REQUIRED WORK » The lines below starting at the line containing "Query: wood grain texture" and ending at the line containing "Reviewer note: every instance of the woman's right" are to be repeated exactly, with both ends kept and nothing else added.

SUPPLIED INFORMATION »
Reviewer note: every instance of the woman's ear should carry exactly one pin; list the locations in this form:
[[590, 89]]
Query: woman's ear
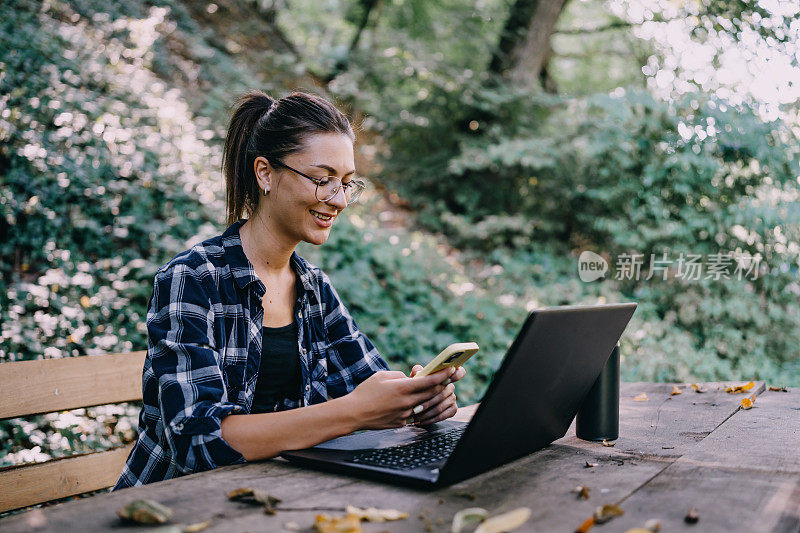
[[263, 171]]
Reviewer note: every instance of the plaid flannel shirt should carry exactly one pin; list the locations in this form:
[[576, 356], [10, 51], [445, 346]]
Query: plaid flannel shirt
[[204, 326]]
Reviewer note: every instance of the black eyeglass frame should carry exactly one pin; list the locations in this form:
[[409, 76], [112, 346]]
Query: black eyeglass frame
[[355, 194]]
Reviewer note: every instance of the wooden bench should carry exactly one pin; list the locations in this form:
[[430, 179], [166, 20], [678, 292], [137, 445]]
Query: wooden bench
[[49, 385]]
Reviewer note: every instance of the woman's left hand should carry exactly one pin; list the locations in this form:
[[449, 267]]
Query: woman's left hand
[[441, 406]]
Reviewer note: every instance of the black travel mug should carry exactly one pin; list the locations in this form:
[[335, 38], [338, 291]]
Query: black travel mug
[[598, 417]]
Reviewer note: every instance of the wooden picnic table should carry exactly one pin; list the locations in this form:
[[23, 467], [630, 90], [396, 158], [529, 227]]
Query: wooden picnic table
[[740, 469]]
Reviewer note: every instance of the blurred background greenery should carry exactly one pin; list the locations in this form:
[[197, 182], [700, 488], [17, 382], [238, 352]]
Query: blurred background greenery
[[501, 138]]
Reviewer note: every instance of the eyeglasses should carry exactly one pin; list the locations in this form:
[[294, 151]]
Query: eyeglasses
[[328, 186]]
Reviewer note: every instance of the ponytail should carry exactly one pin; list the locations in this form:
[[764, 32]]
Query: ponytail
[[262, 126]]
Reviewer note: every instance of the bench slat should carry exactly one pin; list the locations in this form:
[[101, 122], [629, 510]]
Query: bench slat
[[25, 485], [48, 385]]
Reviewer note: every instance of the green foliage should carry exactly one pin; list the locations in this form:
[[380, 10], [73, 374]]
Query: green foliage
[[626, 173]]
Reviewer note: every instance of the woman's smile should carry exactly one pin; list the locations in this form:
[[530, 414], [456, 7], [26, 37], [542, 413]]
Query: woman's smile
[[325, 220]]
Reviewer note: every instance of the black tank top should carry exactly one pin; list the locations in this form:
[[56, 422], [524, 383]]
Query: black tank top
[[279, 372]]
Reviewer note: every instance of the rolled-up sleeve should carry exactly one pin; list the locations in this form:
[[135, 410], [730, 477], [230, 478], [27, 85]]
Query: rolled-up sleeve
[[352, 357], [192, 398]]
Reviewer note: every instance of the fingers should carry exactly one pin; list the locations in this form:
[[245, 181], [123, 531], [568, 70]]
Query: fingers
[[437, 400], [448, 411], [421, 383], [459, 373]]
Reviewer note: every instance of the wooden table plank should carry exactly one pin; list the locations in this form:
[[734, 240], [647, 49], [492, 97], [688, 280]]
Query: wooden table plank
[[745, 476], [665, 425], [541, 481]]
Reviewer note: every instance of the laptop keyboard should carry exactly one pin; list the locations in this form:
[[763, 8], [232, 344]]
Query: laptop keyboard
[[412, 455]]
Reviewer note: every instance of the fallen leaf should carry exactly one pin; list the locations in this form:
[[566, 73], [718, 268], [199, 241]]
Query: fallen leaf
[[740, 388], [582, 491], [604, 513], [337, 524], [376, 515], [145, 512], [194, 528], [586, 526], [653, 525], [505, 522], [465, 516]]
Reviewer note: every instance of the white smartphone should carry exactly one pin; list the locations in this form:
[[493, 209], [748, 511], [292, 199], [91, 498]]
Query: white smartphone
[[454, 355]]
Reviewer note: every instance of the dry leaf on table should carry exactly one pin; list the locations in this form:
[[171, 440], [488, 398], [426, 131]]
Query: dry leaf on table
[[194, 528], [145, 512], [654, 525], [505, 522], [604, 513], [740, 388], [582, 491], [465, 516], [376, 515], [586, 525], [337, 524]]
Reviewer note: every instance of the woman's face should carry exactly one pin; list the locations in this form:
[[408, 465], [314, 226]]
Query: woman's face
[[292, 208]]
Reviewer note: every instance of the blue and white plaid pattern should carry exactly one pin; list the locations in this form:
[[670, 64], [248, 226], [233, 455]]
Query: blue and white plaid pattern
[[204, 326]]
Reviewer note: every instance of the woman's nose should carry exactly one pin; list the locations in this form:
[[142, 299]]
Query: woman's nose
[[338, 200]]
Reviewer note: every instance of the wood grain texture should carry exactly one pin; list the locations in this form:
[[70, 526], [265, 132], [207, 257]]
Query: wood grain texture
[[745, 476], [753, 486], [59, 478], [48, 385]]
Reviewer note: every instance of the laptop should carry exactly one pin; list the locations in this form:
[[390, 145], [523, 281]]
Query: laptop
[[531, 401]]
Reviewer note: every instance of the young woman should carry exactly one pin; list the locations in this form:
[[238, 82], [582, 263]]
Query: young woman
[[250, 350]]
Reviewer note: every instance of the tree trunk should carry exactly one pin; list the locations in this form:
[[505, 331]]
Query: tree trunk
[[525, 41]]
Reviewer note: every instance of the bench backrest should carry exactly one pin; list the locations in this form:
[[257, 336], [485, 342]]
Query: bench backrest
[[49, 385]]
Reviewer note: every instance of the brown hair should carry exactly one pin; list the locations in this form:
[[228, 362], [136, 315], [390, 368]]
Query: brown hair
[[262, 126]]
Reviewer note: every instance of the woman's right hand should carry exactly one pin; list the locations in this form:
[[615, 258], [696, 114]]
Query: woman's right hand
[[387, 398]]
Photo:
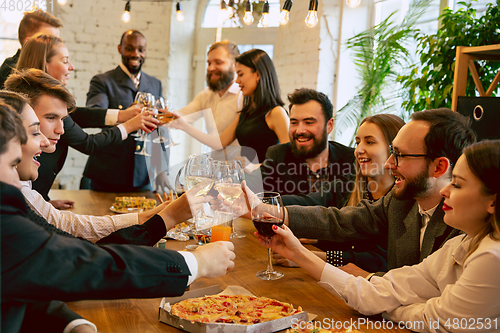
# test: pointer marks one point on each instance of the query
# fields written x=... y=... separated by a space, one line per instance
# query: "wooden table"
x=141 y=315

RESULT OF THE TASK »
Query: wood grain texture
[[745, 476], [753, 486], [59, 478], [48, 385]]
Reviewer note: every instance of the laptop should carry exactly one pin; list the locations in this form:
[[390, 145], [523, 281]]
Query: laptop
[[531, 401]]
Reviewer note: every instance of the young woman should carry exactly one pin; list the locations in this form:
[[238, 82], [582, 263]]
Query: young woman
[[250, 350]]
Reviewer note: every instance of the tree trunk should carry exactly one pin; list the locations in this form:
[[505, 331]]
Query: tree trunk
[[525, 41]]
Reviewer note: every instance of the bench backrest should carry exactly one pin; list the locations in this form:
[[257, 336], [485, 342]]
Query: bench backrest
[[49, 385]]
Reviewer note: every instance of the brown hair should carry exactly one pin; list the locations in this form:
[[228, 362], [136, 315], [390, 368]]
Query: brown hair
[[262, 126]]
Reviewer note: every instance of the woman's right hand should carry exactly one pin; list the locations in this form:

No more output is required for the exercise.